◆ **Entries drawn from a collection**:
*****
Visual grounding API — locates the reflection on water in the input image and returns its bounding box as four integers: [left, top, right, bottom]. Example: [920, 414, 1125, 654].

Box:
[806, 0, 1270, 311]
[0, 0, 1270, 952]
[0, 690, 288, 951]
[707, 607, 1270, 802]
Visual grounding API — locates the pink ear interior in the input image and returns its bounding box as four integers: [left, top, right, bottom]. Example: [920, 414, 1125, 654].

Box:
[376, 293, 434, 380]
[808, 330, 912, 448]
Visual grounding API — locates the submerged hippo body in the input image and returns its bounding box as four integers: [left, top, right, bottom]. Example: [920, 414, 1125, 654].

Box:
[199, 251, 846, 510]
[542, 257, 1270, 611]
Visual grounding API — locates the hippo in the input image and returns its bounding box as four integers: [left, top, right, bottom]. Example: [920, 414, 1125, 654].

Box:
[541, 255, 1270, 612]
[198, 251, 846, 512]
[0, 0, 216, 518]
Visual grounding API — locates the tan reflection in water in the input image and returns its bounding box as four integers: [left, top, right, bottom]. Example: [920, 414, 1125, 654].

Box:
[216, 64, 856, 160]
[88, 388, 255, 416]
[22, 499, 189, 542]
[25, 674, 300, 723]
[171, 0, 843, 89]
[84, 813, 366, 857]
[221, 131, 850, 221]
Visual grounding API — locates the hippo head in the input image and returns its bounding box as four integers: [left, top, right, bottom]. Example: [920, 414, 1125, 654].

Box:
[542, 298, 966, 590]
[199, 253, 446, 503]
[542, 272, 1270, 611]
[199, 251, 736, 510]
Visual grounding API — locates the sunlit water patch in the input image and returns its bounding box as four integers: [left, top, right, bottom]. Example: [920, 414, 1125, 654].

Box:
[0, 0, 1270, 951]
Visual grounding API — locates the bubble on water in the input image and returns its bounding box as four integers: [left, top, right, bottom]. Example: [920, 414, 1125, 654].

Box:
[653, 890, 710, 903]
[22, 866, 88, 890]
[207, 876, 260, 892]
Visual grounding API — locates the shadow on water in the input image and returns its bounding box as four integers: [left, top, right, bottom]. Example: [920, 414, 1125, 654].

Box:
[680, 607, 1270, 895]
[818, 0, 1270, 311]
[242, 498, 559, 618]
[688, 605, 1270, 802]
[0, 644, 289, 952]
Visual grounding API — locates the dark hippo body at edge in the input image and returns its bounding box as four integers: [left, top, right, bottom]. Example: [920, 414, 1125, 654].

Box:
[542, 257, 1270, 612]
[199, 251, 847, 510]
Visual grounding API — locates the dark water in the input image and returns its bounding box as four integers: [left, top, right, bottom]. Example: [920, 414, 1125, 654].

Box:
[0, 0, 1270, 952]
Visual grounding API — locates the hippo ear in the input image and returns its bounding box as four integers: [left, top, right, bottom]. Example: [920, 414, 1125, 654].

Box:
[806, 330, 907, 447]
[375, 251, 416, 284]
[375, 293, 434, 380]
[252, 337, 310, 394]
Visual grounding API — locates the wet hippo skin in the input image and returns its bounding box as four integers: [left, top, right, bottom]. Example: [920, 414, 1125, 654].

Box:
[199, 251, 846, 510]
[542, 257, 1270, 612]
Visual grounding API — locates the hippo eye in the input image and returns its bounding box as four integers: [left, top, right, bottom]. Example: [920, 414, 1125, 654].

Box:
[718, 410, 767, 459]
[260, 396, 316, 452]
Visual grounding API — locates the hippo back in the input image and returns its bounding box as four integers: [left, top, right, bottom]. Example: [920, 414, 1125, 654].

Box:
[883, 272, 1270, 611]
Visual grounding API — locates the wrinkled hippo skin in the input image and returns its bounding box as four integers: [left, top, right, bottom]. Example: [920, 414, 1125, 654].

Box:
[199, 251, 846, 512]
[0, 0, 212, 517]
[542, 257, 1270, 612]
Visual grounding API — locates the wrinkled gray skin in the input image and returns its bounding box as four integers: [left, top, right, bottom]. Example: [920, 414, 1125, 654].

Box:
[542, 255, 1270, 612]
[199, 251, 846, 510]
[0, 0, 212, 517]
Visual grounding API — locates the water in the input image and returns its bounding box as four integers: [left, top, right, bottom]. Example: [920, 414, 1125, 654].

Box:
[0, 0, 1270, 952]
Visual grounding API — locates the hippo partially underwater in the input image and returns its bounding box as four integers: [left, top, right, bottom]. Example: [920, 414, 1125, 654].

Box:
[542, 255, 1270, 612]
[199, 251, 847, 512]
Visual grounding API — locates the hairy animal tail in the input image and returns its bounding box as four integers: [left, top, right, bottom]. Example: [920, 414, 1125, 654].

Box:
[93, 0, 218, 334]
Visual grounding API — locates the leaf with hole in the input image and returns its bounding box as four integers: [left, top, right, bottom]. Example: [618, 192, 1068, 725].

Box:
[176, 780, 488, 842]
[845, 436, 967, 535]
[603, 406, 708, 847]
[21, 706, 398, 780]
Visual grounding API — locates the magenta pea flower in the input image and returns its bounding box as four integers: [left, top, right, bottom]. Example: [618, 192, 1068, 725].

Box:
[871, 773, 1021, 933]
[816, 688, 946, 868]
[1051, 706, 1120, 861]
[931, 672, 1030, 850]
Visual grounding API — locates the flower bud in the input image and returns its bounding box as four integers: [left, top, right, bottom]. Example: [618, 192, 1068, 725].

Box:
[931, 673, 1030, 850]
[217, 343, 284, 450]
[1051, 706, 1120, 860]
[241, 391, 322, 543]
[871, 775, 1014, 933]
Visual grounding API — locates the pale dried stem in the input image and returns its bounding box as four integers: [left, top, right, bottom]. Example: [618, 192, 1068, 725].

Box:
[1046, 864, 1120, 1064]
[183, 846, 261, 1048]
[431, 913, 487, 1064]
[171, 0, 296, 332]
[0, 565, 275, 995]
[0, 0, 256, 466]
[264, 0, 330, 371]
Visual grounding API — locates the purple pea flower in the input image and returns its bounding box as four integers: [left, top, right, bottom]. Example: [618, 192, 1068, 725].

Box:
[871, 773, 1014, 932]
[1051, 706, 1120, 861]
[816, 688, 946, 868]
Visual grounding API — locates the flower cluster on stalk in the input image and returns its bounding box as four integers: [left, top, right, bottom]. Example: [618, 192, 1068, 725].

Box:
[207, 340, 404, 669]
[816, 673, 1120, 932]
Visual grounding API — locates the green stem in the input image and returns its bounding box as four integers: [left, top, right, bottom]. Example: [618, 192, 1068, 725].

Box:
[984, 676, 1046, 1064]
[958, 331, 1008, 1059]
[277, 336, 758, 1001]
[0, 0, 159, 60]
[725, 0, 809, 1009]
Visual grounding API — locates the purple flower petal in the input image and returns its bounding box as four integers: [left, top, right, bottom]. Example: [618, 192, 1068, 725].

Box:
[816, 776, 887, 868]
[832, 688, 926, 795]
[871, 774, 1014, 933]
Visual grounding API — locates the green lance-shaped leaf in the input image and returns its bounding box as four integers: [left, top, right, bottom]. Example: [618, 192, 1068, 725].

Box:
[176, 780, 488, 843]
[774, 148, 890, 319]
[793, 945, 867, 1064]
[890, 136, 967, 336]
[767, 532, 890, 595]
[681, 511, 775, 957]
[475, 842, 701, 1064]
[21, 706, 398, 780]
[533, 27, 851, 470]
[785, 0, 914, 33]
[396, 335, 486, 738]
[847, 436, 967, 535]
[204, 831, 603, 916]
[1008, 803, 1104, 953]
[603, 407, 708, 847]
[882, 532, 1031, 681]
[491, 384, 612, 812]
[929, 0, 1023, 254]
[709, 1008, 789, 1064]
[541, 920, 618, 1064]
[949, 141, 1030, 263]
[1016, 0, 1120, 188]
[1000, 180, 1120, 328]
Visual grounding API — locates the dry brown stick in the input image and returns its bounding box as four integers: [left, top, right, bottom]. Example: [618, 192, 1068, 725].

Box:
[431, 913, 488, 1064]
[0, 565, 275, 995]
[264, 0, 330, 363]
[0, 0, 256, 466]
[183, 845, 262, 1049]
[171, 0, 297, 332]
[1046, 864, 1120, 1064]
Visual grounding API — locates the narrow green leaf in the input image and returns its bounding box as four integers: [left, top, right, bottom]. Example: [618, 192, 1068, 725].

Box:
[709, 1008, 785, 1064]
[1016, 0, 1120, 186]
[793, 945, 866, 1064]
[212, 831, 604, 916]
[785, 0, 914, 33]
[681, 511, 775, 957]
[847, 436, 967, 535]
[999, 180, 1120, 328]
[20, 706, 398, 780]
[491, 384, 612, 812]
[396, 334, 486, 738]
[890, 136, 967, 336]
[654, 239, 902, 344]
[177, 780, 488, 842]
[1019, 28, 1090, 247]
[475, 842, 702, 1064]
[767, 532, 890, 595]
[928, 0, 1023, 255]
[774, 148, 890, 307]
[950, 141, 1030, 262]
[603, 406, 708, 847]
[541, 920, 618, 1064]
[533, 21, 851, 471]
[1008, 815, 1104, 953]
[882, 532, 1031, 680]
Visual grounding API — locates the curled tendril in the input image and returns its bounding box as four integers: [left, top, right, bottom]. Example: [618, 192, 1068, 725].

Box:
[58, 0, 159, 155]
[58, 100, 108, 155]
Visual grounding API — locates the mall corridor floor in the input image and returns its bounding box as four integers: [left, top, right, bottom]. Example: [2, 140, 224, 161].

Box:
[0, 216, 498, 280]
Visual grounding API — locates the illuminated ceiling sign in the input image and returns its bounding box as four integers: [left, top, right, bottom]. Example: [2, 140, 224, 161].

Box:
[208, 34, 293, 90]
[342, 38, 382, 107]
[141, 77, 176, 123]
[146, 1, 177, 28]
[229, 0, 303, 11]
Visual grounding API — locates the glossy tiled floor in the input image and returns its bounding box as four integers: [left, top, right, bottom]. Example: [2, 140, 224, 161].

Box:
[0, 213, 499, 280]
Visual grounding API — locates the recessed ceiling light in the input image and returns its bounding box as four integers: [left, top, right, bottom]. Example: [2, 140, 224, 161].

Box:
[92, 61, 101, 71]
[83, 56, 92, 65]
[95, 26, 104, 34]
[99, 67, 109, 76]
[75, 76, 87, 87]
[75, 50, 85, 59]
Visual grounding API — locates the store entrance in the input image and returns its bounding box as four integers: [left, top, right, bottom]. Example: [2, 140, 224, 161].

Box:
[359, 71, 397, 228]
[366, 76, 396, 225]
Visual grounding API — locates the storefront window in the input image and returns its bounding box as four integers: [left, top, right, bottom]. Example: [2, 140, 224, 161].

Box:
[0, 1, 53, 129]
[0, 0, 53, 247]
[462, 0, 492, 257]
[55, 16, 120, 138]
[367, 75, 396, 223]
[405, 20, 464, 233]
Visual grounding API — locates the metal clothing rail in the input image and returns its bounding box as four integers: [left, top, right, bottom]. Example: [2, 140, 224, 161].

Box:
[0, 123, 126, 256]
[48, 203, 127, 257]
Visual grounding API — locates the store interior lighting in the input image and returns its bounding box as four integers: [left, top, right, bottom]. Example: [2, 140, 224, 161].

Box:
*****
◆ **GIVEN INSTRUCTION**:
Pull out each line of the listing above that contains the word "reflection".

◆ **TASK RESULT**:
Visual grounding API — locates the reflection on water in the input image and returns its bounding box as four integers: [left, top, right, bottom]. Example: [920, 414, 1125, 654].
Visual grounding API — locates the tan reflection in water in the input image and returns its bounding box as four integers: [left, top, right, bottom]. Example: [920, 414, 1125, 654].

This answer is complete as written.